*EXERCISE INSTRUCTIONS*.
Among the records, find the lines that hold the string "below" and return them.

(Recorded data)
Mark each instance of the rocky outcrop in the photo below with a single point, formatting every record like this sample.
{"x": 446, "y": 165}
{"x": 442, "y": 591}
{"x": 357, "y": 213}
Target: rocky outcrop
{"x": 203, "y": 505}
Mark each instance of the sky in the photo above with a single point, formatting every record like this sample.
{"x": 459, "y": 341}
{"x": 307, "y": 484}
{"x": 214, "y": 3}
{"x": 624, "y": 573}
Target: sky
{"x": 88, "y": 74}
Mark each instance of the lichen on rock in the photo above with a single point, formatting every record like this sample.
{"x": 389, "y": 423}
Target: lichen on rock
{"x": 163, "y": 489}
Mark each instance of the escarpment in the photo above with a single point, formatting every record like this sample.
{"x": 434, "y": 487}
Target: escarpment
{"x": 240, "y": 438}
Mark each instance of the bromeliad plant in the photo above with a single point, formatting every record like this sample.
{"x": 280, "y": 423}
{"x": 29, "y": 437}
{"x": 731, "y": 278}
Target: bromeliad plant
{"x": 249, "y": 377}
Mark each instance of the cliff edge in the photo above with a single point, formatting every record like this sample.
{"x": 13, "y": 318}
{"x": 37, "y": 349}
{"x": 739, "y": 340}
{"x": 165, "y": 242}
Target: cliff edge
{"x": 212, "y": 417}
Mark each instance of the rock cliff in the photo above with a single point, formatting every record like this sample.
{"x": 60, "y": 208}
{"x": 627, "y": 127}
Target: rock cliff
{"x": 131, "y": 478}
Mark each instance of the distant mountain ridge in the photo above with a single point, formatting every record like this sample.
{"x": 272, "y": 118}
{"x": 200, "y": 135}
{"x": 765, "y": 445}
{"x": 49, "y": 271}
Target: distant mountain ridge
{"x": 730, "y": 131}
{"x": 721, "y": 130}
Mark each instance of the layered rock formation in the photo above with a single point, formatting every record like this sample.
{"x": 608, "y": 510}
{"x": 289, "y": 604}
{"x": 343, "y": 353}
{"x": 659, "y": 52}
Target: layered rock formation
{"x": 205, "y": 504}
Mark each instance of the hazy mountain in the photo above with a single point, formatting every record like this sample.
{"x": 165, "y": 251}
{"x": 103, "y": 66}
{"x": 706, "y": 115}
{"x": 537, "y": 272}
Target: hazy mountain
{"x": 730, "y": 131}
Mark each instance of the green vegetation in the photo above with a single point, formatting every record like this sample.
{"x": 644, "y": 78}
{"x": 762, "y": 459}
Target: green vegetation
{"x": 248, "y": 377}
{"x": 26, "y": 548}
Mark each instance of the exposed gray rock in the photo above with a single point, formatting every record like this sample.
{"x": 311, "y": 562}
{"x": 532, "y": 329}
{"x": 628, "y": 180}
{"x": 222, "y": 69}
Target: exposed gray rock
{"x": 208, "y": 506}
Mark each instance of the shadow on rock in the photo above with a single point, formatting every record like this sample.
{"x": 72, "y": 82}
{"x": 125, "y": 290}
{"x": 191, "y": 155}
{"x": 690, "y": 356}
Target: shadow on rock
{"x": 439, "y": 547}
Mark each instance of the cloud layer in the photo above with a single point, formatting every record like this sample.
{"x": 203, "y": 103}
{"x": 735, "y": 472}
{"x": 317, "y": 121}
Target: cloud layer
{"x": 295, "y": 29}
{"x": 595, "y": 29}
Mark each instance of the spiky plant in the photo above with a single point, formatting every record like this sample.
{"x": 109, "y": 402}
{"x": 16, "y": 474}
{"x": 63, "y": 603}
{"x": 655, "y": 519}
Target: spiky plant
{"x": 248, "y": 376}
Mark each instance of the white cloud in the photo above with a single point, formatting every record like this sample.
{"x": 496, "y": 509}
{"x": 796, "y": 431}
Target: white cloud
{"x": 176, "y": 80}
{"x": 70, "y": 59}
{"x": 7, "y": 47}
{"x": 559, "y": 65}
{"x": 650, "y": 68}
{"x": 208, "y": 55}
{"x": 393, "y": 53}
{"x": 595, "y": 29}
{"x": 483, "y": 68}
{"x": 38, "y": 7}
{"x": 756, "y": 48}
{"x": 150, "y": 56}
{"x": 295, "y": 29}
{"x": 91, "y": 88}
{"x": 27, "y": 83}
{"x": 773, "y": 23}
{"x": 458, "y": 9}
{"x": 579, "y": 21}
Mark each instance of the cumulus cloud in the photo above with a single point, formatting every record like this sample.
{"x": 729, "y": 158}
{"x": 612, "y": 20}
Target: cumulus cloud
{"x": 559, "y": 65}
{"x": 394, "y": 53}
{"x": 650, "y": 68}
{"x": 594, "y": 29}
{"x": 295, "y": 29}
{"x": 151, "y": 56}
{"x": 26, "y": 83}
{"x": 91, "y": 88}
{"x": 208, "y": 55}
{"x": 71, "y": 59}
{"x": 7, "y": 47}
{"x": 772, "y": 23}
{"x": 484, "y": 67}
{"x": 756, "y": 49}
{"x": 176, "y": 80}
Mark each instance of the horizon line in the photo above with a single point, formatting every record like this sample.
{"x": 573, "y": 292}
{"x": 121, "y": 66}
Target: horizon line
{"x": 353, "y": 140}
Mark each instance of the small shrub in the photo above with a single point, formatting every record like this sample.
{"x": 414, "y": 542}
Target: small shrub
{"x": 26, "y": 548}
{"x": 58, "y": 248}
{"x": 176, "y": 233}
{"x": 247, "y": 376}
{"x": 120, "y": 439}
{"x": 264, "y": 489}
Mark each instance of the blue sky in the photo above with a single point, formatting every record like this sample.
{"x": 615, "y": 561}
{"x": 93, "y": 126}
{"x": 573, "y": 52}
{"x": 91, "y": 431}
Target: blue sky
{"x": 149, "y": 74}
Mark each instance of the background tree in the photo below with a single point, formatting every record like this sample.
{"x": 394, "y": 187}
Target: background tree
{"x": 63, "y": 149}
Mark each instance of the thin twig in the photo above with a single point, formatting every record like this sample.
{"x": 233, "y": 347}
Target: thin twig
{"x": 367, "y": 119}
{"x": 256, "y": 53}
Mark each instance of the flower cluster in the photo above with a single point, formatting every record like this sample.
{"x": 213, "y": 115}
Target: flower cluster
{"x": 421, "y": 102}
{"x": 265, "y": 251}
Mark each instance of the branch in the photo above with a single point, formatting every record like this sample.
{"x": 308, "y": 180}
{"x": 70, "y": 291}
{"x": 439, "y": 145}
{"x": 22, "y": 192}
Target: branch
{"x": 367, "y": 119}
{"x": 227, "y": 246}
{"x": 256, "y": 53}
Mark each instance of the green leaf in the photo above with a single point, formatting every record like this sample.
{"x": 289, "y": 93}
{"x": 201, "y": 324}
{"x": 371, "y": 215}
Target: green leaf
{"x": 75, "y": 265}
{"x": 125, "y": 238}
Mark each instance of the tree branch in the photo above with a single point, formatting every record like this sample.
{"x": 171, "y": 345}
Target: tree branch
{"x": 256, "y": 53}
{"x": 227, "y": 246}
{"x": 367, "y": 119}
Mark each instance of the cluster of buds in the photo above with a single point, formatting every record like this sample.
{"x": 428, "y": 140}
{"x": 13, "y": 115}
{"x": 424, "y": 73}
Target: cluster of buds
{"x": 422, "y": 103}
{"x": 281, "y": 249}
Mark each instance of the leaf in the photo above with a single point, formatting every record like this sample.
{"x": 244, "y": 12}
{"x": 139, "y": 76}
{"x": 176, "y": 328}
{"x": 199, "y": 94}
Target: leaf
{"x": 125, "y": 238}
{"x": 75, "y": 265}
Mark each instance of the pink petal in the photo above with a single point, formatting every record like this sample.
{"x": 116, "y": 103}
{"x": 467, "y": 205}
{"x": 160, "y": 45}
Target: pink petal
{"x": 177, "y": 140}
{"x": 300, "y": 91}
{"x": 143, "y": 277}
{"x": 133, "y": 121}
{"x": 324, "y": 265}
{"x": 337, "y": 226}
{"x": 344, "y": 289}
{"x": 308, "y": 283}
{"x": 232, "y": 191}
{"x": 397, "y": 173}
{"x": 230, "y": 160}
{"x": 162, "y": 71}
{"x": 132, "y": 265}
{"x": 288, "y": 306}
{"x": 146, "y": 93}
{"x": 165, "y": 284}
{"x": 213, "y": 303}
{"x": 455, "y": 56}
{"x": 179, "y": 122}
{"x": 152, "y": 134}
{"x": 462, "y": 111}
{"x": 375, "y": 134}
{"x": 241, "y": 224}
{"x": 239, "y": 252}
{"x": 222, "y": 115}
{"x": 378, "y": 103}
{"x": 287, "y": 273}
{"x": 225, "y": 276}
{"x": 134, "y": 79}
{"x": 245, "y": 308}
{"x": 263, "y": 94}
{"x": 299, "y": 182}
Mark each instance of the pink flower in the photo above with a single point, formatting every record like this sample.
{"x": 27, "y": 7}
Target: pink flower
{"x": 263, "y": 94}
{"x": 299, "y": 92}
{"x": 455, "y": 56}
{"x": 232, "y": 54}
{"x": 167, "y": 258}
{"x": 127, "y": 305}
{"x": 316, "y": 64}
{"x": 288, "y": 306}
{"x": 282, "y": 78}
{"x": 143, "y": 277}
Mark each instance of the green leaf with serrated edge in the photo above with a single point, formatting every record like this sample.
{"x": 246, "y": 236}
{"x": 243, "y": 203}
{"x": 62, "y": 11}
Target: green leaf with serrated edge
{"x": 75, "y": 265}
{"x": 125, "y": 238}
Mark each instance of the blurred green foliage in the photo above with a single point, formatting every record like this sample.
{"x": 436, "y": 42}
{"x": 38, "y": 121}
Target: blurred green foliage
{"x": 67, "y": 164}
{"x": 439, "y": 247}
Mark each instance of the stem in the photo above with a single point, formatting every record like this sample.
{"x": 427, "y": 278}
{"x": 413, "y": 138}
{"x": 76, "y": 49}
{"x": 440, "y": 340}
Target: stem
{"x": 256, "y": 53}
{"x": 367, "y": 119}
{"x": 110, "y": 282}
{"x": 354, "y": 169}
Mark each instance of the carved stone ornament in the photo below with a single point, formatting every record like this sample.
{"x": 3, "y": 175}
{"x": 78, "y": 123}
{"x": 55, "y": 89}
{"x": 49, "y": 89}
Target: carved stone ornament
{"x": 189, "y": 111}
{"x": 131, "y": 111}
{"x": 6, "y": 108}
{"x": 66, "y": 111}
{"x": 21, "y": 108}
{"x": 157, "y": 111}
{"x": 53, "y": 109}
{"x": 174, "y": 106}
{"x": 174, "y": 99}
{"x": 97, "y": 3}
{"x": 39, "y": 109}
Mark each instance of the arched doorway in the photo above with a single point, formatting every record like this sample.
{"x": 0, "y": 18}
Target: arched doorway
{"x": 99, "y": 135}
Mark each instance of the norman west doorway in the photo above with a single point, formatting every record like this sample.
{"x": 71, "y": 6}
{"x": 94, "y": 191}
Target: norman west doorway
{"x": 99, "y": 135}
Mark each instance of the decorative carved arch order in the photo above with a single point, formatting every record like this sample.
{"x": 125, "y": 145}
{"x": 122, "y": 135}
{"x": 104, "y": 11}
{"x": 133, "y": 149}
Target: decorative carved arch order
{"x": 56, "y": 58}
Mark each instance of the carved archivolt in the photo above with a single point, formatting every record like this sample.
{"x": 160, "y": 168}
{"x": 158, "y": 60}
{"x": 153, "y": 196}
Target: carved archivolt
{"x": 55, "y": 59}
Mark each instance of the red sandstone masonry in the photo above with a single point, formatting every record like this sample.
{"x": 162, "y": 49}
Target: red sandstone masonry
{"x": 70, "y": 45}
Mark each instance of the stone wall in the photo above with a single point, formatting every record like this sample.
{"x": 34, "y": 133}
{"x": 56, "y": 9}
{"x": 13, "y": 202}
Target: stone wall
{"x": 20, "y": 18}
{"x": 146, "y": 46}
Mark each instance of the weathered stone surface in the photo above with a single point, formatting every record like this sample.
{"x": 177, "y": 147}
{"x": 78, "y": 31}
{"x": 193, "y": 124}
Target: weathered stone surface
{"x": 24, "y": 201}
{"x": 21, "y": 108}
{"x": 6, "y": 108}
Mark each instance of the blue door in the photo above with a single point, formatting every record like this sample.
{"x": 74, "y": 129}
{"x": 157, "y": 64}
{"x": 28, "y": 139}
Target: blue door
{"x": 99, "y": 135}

*SOLVED PROBLEM*.
Mark each instance of the rocky outcrop in the photo below with a single point, formatting every record like this sample.
Mark each instance of the background tree in the photo below with a single point, formatting every record like this sample.
Mark each instance of the carved stone ornament in the photo below with a single point, formatting every record like this sample.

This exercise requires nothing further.